> **Task to carry out**: Substitute "plaid sport coat" for "checked sport coat" in the lines from the line with "on the table" up to and including the line with "[(589, 597)]", and give those lines back with nothing else changed.

━━━━━━━━━━━━━━━━━━━━━━━━━━━━━━

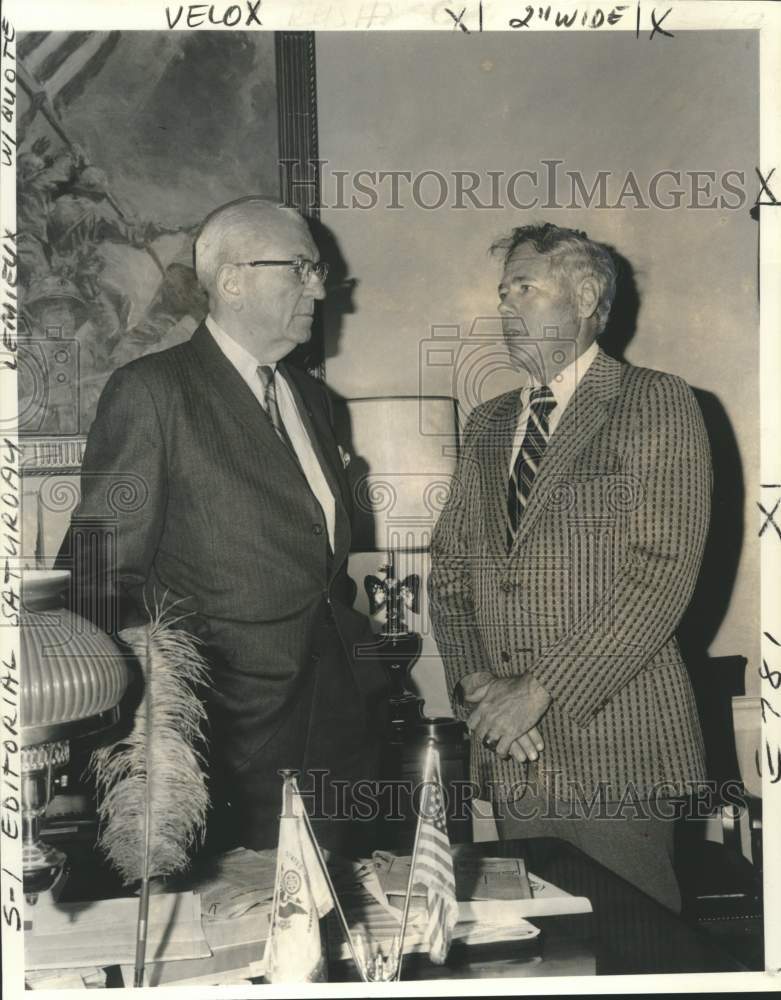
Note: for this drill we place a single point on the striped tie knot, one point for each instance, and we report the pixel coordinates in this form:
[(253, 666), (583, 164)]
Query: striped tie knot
[(266, 375), (530, 454), (542, 400)]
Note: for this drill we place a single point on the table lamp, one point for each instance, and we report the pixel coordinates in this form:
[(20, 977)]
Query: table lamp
[(404, 451), (73, 678)]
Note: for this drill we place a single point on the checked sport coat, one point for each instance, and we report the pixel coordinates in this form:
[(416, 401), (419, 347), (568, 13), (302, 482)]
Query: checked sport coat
[(589, 597)]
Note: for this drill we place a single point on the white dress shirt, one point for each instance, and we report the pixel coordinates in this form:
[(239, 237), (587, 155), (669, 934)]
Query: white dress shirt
[(563, 388), (247, 366)]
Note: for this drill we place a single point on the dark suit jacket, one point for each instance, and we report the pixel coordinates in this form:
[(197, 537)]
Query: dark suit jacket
[(589, 598), (192, 497)]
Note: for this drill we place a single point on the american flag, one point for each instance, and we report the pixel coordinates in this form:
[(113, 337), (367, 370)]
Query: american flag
[(434, 867)]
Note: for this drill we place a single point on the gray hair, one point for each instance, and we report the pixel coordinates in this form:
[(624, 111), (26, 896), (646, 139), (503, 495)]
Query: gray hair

━━━━━━━━━━━━━━━━━━━━━━━━━━━━━━

> **Exercise solution**:
Note: for this drill we place a single point on the table lamp, one point for each instance, and we report the pixel coordinates in this form:
[(20, 977)]
Query: table lamp
[(404, 451), (73, 678)]
Note: for this drill we place a single point on the plaid sport coat, one point for each instance, and we report the pixel coordinates in this form:
[(416, 401), (419, 347), (568, 13), (302, 482)]
Query: plaid sport coat
[(589, 597)]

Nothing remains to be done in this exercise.